• [Verilen metin]
****************

Füruzan, O Bizim “Büyük Yazarımız”dı! / Haydar Ergülen

Füsun Akatlı çok sevdiği şair, çok yakın dostu Edip Cansever’in ardından yazdığı güzelim yazıda, güzel yazardı Füsun da, hem Tomris Uyar gibi şahane bir öykücünün, Bilge Karasu’nun, hem Edip Cansever, Turgut Uyar gibi şiirin kankardeşi şairlerin de bunca yakınında olup şiir ya da öykü yazmamak da sanırım yazmak kadar değerli, yazmadıysa tabii, onu Viranbağ’a götüremediğinin üzüntüsünü çekiyordu. Füsun da yok şimdi, benim de çok sevdiğim, arkadaşım, ve çok sevdiğim, şairim Edip Bey de, ama ben de o yazının üzüntüsünü çekiyorum hala: Edip’i Viranbağ’a, Viranbağlar mıydı, götürememenin!

Füsun Reis dermiş Edip Bey, Akatlı’ya. Hürriyet Gösteri’nin Temmuz 1986 sayısında, Cansever’in ardından onun dizesini başlığa alarak “Ahmet abi, güzelim, bir mendil niye kanar?” demiş Akatlı, sonra kendisi de yeterince hüzün vadeden Viranbağ’a gidemeyişin kederini dile getirmiş: “Viran Bağ’a gidemedik. Dört yıldır, her bahar Viran Bağ’a gideceğiz, gidemiyoruz. ‘Seni Viran Bağ’a götürmeden ölecek değilim ya!’ demeleri boş. Edip öldü.”

Metin Altıok’u da eklersek, Edip, Turgut, Füsun, Tomris, benim de en sevdiğim edebiyatçı topluluklarından, büyük ailelerinden biri çıkıyor ortaya. Cennete cehenneme inandığımızdan değil ya, cennet herhalde onların da birbirlerine kavuşmalarıdır diye düşünüyorum. Ben bu arada cennetin filan değil, öyle bir yer yok ya, tez zamanda, öbür taraf diye bir yeri ve orada cehennem diye bir ülkeyi kurmasını sayın Tanrı hazretlerinden rica ve istirham ediyorum. Beni belki bundan sonra, bu dileğimden ötürü sevebilir, kim bilir!

****************

• [Malzeme]
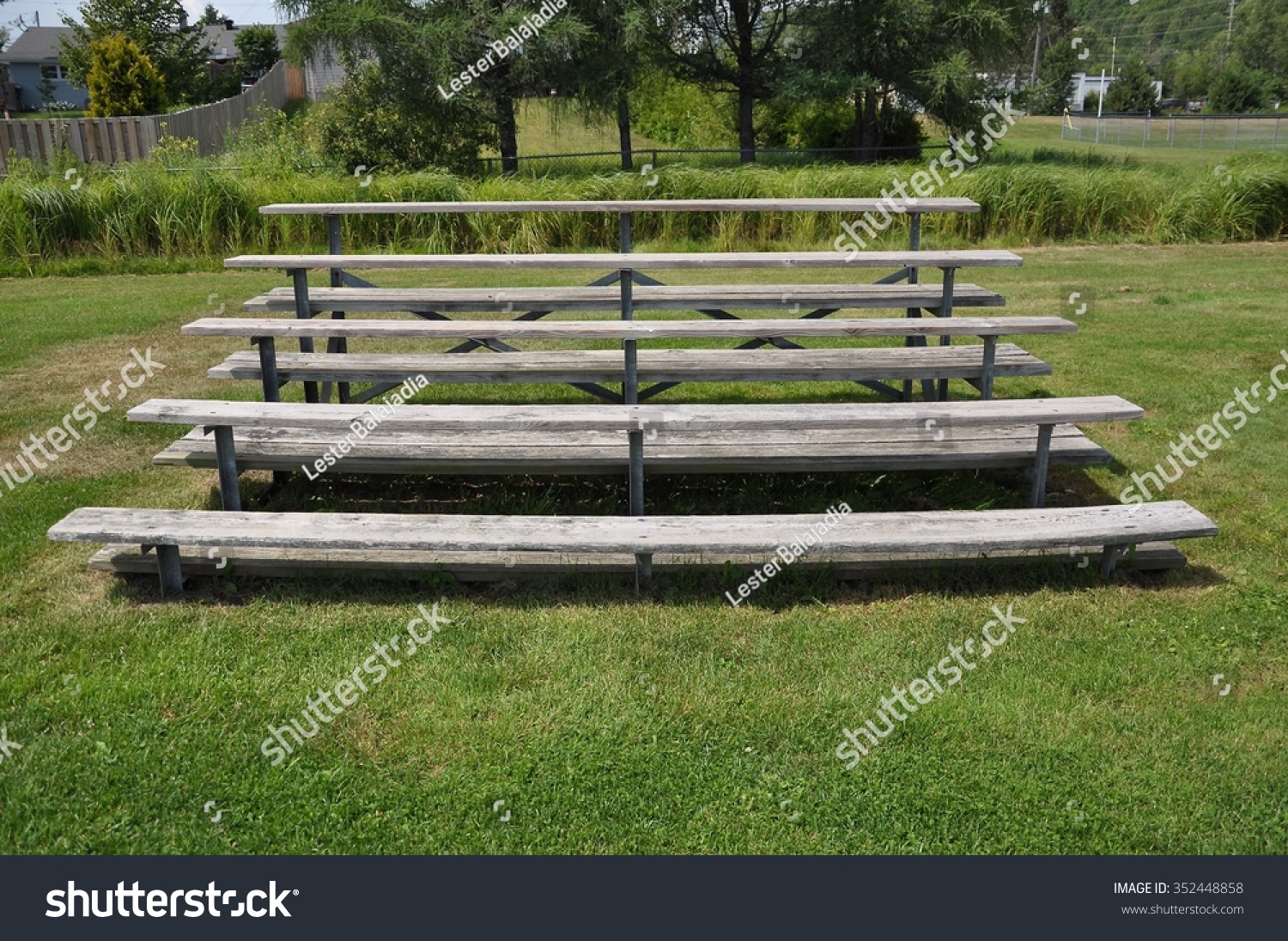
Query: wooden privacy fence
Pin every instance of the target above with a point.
(118, 139)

****************

• [Görev tanımı] Edip Cansever ve Viranbağ üzerine olan metni kaldığı yerden sürdürün.

• [Görevin sonucu]
Edip öldü. Turgut öldü. Tomris öldü. Bilge öldü. Füsun öldü. Füruzan da öldü.

Zor geliyor böyle demek, hep süslüyoruz, göçtü, sonsuzluğa gitti, uçtu, sakladık, aramızdan ayrıldı, bizi terk etti, bu dünyaya daha fazla katlanamadı ve daha pek çok hafifletici nedenler saysak da ölüm için, artık dilimi de kendimi de alıştıracak, hazırlayacak yaşa geldim. Allah mı rahmet eyler, Tanrı mı taksiratımızı affeder yoksa Pir eliyle devrimiz daim mi olur, her neyse sevdiklerimiz, okuduklarımız, tutkuyla bağlandıklarımız, hayran olduklarımızın ölümü bizim de yarı yarıya ölümümüz, ölüme başlayışımız, belki de iyice yaklaşmamız sayılır!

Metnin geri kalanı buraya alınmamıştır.